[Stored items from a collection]
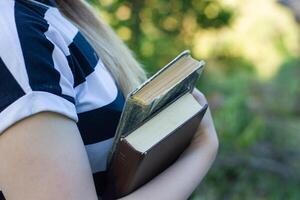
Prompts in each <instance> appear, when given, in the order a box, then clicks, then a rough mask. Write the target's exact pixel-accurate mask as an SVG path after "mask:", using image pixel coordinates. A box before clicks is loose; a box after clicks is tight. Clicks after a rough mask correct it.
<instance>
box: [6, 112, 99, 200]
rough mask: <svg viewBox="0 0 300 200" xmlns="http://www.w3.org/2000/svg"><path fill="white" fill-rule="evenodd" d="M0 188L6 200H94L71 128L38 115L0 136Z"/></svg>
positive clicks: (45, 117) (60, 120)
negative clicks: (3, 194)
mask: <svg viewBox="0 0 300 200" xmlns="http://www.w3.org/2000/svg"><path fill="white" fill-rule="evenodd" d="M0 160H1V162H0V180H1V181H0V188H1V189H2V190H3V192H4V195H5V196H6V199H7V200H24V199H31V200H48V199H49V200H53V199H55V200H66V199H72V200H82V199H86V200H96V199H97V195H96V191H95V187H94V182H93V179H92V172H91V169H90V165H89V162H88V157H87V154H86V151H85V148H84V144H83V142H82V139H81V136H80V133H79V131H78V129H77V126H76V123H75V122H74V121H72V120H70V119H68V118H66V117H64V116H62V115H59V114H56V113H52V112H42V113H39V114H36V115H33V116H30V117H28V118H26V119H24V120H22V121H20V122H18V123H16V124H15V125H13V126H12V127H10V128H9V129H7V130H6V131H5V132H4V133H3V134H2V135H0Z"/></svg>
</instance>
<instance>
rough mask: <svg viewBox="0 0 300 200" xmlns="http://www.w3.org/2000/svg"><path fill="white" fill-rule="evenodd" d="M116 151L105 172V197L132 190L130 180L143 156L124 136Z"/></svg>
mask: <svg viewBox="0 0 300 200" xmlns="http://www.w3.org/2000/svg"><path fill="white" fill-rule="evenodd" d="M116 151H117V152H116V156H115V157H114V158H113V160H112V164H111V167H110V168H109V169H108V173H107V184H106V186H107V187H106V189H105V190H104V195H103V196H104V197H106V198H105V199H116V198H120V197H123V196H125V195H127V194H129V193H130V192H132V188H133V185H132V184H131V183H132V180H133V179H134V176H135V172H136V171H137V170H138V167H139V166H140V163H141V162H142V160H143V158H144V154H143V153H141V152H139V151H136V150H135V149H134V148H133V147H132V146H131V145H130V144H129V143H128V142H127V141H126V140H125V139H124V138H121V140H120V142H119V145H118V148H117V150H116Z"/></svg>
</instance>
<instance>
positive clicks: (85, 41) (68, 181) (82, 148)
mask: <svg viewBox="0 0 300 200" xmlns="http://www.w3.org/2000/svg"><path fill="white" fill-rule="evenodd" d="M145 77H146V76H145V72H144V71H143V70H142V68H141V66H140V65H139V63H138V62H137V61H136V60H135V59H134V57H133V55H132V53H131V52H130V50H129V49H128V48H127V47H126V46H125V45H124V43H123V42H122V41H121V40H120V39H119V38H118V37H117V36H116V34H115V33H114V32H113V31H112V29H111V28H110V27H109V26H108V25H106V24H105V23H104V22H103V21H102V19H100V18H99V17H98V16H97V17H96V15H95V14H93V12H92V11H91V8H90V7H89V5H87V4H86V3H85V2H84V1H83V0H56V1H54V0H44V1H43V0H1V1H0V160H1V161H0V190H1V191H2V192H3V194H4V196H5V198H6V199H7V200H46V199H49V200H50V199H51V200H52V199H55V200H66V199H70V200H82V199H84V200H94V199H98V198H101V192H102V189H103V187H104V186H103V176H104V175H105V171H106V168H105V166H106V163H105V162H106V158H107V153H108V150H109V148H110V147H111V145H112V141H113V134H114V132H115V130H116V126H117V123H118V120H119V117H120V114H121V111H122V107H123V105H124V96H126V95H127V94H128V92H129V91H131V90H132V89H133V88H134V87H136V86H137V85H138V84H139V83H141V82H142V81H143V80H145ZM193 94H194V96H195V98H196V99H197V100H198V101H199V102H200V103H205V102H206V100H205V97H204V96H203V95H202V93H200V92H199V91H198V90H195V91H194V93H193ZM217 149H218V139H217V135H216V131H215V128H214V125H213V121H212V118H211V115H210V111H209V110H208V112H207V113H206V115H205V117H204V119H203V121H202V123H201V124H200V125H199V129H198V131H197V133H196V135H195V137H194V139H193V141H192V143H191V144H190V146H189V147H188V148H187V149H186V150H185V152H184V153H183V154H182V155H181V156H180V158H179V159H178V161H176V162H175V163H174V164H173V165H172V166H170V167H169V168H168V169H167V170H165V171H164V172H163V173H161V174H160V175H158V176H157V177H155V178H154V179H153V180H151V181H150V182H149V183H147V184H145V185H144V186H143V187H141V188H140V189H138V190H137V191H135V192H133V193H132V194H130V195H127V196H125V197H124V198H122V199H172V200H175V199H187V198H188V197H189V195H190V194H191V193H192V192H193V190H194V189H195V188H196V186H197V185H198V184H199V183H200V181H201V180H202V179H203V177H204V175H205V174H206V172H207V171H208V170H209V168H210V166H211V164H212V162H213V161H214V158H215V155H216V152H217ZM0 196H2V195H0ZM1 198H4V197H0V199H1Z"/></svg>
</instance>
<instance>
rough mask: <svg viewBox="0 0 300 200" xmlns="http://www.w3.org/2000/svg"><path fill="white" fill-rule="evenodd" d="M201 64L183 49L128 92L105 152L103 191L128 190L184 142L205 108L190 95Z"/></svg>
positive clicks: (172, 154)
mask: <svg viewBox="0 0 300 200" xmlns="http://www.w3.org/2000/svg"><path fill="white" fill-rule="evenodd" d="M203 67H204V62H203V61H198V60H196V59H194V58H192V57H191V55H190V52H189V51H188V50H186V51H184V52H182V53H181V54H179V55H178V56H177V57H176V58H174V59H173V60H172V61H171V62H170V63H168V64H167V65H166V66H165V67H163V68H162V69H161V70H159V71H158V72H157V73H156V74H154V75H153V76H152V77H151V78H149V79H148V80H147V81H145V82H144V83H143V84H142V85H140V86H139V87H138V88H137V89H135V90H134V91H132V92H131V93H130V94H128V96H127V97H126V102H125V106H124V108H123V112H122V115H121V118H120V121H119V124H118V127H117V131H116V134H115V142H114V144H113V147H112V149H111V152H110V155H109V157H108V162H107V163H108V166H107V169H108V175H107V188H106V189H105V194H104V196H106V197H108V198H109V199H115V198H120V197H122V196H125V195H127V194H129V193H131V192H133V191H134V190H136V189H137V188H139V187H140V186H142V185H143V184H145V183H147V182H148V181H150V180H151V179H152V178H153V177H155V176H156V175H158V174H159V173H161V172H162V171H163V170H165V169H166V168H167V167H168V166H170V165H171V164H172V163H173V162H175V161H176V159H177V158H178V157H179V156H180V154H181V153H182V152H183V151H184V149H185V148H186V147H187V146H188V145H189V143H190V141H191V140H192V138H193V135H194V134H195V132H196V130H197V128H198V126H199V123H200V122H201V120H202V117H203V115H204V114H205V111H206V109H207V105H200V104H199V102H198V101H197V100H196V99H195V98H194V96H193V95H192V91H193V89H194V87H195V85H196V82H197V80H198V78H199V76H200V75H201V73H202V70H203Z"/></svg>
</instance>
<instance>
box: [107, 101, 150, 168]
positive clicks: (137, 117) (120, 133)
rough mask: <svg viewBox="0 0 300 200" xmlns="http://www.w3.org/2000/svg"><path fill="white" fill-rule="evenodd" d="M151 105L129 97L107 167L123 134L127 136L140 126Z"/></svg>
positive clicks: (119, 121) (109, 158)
---
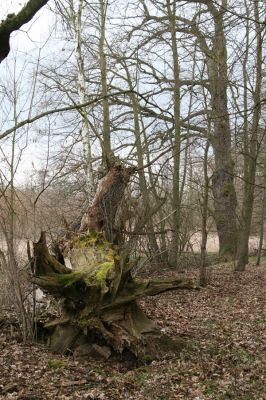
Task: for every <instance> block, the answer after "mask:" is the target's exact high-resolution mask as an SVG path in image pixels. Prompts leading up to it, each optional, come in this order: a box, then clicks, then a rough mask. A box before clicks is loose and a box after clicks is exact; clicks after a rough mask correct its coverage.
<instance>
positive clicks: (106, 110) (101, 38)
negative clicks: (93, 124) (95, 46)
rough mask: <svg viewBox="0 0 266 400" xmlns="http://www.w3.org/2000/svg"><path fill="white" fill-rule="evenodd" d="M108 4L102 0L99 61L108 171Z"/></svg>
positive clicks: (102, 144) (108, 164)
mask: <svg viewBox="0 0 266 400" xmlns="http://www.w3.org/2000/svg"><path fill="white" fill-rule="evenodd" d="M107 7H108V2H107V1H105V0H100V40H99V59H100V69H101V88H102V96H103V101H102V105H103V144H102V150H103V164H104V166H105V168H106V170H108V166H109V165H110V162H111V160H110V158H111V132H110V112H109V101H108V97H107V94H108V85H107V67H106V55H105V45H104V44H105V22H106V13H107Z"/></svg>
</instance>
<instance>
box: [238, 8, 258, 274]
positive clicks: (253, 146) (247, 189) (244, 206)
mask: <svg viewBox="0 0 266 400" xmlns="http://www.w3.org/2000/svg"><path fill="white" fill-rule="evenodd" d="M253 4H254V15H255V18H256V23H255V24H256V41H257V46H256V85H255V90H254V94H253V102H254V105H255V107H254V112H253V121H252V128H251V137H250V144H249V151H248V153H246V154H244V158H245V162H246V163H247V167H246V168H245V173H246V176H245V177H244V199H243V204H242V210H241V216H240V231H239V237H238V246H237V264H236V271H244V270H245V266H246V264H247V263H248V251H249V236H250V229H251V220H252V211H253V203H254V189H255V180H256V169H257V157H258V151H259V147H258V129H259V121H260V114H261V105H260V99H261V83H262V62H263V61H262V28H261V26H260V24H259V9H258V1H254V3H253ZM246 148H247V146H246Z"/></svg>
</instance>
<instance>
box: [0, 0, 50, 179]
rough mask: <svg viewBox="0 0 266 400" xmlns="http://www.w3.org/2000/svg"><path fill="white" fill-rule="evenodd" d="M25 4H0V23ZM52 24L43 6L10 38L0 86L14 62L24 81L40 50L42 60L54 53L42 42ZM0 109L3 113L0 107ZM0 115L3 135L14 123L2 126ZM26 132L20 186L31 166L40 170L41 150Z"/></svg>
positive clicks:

Instructions to follow :: Working through the records, find each line containing the word "before" and copy it.

Solution for this problem ::
Prompts in each <instance> appear, when given, in the order a box, then clicks, then a rough mask. Write the target's exact pixel-accurate mask as an SVG path after "mask:", using image pixel coordinates. A box before clicks is loose; a box after clicks is tight. Clicks after a rough mask correct it.
Task: for every <instance> block, the answer after "mask:" is the target's exact high-resolution mask as an SVG path in image pixels. Prompts leading up to it, each optional, come in this order: a box, then clicks, then a rough mask. A box before clicks is loose and a box after clicks is exact; clicks after a rough mask correct its coverage.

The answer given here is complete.